### Text excerpt ###

The reader will find on pages xi–xix a list of the works chiefly consulted, some two hundred titles, which it is hoped, will prove of value to those who wish to pursue this fascinating study further and who may care to compare the printed data with the references. The attempt has been made to give the references to the sources of information at the end of each biography (even though this has proved not to be feasible in some cases) so that the reader may, if he chooses, verify or disprove our statements at the source. In this way errors that may have crept in can be eliminated by future investigators.

Authors' names have been appended to the biographies where possible. A local list has been provided to aid in finding physicians from the various states and the divisions of Canada. The general index is for speedier reference as well as to furnish a guide to names mentioned but not subjects of separate biographies, either because of secondary importance or because the obtainable facts regarding them were insufficient. These are printed in italic type.

It is our pleasant task to thank our assistants who have had the same personal interest in the work that we have felt ourselves, namely, Miss Harriet Blogg and Miss Bertha F. Rowe; their constant sympathy and effective aid and often keen scent for valuable material have made our undertaking possible. We owe a debt of gratitude to many friends scattered over the country which we cannot repay with thanks: Dr. James A. Spalding has been an ever ready and inspiring helper and has written and rewritten many of the biographies; Dr. Thomas Hall Shastid has co-operated constantly from the first; Dr. Henry M. Hurd has given unsparing valuable aid in everything connected with the alienists; Dr. Fielding H. Garrison has repeatedly put at our service his incomparable judgment; Dr. Walter R. Steiner has been a mine of information in relation to the eminent physicians of Connecticut. It would have seemed impossible to handle New York State without the constant, and may I say affectionate, help of my dear friend Dr. Frederic S. Dennis. Dr. Ewing Jordan has stood by us throughout and has saved us from many a pitfall with model memoranda scarcely equalled in this generation. We are under obligations for assistance from Dr. A. G. Drury, Dr. D. Bryson Delavan, Dr. Francis R. Packard, Dr. G. W. H. Kemper, Dr. George H. Weaver, Dr. Robert Wilson, Jr., Dr. William Snow Miller, Dr. John Hendley Barnhart and Dr. H. D. House.

### Records supplied ###

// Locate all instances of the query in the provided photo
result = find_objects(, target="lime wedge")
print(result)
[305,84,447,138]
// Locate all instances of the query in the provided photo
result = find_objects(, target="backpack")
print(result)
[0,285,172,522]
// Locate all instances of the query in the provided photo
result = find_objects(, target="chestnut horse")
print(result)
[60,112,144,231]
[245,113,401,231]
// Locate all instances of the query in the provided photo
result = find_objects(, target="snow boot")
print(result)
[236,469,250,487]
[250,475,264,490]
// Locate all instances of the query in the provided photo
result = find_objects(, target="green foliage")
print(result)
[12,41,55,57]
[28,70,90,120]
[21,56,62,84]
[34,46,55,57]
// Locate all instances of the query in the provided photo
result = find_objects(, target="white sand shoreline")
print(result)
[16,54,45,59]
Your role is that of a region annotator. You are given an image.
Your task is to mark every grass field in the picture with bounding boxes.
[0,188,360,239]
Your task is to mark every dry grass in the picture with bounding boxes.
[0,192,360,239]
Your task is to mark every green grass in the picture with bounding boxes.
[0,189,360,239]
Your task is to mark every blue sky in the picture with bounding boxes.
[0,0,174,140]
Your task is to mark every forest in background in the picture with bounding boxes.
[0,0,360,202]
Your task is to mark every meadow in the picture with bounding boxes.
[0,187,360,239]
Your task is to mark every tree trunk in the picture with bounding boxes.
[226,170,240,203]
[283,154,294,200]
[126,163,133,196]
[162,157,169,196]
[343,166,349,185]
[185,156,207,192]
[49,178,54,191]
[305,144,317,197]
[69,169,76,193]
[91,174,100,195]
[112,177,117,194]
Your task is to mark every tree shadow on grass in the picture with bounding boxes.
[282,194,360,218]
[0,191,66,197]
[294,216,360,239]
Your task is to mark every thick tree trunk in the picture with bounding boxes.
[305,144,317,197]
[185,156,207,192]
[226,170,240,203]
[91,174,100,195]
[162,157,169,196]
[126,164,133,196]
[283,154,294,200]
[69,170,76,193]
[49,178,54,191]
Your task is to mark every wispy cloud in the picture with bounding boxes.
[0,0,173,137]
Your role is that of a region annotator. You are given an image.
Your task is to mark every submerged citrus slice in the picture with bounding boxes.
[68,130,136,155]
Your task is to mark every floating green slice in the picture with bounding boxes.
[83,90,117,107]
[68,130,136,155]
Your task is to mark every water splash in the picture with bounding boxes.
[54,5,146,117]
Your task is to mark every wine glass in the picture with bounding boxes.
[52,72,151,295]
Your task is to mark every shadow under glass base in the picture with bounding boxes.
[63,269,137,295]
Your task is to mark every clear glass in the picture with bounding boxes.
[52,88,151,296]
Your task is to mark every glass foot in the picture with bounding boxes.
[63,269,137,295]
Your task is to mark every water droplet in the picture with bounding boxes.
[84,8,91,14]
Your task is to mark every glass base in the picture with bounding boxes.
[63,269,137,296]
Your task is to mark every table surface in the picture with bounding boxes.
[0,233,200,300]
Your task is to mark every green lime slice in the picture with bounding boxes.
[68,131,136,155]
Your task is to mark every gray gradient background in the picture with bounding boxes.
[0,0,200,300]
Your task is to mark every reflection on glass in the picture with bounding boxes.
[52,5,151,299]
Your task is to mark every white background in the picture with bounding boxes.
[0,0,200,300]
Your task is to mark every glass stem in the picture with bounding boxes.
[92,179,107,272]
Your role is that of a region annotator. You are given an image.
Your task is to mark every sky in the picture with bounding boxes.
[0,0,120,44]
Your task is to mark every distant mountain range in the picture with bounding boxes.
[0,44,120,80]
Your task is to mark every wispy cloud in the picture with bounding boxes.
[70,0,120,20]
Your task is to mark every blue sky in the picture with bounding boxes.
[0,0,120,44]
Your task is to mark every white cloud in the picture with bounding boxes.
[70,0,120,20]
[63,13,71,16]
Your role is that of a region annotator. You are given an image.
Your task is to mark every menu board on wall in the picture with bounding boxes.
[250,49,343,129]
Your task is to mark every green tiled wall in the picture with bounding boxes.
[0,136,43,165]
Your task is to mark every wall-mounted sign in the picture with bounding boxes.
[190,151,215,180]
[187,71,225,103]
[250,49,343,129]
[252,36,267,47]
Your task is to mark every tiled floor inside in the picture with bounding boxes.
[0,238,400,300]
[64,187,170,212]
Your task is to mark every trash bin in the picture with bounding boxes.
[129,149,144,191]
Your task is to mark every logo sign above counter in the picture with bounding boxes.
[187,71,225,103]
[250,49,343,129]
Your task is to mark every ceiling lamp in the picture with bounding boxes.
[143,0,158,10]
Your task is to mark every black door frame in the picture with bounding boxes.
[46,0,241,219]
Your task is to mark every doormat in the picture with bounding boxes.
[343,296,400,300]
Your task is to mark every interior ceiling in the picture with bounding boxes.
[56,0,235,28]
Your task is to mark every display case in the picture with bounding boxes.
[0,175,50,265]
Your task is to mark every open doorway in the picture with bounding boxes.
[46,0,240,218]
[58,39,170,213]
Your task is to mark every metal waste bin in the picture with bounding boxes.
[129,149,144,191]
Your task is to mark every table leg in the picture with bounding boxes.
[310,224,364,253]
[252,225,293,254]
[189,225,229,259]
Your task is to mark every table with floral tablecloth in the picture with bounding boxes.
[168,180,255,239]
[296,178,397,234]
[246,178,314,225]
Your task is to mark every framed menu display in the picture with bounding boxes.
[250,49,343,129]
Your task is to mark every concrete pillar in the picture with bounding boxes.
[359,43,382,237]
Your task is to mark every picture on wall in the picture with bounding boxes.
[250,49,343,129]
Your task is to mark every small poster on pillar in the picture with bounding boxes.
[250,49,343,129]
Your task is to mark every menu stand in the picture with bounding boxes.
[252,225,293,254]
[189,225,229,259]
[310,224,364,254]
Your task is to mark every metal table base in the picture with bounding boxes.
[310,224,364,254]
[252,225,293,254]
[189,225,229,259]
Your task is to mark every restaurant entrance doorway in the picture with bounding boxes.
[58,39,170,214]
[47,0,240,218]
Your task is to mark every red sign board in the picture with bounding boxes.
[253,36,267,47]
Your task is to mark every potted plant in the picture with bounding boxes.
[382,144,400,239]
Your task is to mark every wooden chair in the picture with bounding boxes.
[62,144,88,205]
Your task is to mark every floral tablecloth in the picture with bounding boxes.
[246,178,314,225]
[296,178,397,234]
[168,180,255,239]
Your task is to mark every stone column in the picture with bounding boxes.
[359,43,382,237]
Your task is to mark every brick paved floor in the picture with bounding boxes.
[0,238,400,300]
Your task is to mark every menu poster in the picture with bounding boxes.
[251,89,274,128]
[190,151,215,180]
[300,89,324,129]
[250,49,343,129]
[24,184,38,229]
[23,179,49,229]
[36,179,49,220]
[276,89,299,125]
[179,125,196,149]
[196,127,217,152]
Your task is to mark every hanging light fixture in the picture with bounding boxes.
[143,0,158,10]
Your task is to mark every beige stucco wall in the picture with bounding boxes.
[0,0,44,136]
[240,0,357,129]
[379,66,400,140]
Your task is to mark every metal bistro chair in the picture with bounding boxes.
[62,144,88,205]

###

_Tasks for this exercise:_
1) According to the excerpt, who helped with everything connected with the alienists?
2) Return the part of the excerpt starting with "Authors' names have" and going on through "in italic type.", copied word for word.

_Task answers:_
1) Dr. Henry M. Hurd

2)
Authors' names have been appended to the biographies where possible. A local list has been provided to aid in finding physicians from the various states and the divisions of Canada. The general index is for speedier reference as well as to furnish a guide to names mentioned but not subjects of separate biographies, either because of secondary importance or because the obtainable facts regarding them were insufficient. These are printed in italic type.